▶ Source:
↓

Pubdate: Fri, 25 Jan 2008
Source: Abbotsford News (CN BC)
Copyright: 2008 Abbotsford News
Contact:  http://www.abbynews.com/
Details: http://www.mapinc.org/media/1155
Author: Rochelle Baker

BABIES USED AS DRUG MULES

Babies and young children are being used to smuggle drugs into 
federal prisons, and an Abbotsford corrections officer who reported 
this situation to the provincial child welfare ministry is being 
investigated, says the Union of Canadian Correctional Officers (UCCO).

Gord Robertson, B.C. president for UCCO, said the Matsqui prison 
guard has not been formally disciplined but his actions came under 
scrutiny of Correctional Service Canada (CSC) for breaching inmate privacy.

"The CSC reaction focused on the inmate privacy, which apparently 
trumps the safety of the child. CSC still feels it's a privacy 
breach, and what Terry did for the child was wrong," said Robertson.

↑

▶ Extracted data entries:
↓

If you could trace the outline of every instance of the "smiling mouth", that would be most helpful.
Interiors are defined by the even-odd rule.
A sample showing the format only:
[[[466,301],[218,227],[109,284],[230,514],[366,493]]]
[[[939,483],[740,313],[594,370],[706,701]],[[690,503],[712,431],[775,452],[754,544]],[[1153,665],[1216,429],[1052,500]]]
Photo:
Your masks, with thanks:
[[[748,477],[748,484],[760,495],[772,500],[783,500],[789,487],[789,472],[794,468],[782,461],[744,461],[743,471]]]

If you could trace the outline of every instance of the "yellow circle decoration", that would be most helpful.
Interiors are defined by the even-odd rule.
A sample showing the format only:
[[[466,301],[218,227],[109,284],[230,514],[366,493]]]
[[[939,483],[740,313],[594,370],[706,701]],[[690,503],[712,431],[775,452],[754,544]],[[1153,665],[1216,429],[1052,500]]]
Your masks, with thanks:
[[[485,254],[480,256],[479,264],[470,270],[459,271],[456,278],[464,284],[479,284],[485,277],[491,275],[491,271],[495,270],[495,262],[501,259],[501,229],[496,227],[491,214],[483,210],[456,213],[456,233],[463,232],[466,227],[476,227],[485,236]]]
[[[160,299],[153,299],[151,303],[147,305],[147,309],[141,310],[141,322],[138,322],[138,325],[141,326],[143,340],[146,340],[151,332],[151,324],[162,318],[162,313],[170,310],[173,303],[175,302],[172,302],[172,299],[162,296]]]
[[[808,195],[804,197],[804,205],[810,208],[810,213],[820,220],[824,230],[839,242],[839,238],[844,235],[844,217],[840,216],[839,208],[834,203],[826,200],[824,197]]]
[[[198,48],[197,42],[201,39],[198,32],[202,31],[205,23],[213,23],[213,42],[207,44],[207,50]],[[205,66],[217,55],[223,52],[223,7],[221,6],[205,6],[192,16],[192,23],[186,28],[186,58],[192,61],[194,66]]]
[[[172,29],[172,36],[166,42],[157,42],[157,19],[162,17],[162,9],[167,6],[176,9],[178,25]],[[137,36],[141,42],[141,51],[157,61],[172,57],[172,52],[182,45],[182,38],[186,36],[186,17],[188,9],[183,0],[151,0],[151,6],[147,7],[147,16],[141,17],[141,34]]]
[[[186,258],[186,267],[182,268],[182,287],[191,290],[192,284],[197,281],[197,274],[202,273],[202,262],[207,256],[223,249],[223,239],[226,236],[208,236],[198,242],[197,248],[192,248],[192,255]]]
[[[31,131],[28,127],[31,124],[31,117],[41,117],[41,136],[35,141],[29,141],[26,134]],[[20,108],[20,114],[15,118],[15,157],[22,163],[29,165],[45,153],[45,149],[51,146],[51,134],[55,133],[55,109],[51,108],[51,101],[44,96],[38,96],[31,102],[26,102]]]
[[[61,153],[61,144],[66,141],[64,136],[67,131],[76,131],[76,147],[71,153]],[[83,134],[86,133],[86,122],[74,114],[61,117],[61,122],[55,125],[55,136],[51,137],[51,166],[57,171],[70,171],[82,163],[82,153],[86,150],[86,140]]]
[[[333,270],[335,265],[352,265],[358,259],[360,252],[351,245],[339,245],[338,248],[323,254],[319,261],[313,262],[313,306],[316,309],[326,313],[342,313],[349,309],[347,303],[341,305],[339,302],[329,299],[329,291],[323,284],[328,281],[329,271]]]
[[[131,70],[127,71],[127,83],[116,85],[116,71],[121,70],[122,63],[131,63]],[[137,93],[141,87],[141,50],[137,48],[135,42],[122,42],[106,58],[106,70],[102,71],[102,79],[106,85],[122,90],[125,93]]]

↑

▶ To-do list:
**a)** In the article about babies used to smuggle drugs into prisons, who is the B.C. president for the Union of Canadian Correctional Officers?
**b)** Please extend the article about drug smuggling into federal prisons, picking up right after its final quoted sentence.

▶ Expected responses:
**a)** Gord Robertson

**b)**
While reviewing prison records in the fall, corrections officer Terry 
Leger noted a female visitor had tested positive in drug scans 
repeatedly during eight visits to Matsqui from March through July.

Despite the positive results she was allowed entry into Matsqui on 
three occasions.

Even more alarming, said Robertson, was that on the last two visits 
it was her baby's clothing and sleeper that had tested positive.

In November, Leger discovered another woman at Matsqui was allowed a 
visit even after her child's stroller tested positive for cocaine.

Concerned for the child's safety he contacted the Minsitry of 
Children and Family Development and was informed he had a duty to 
report the incident.

"My concern right from the get-go was the child's safety," Leger said 
at a press conference in Abbotsford Thursday.

"We have a responsibility to protect children," he said.

Robertson said after being contacted by ministry officials, Leger's 
superiors originally threatened the officer with disciplinary action 
for breach of inmate privacy.

Leger said his experience may keep other corrections officers from 
reporting to the ministry.

Robertson said the situation is not isolated to B.C., noting a female 
visitor at a Quebec prison was caught with 32 grams of heroin after 
stashing it in her six-week-old child's clothing.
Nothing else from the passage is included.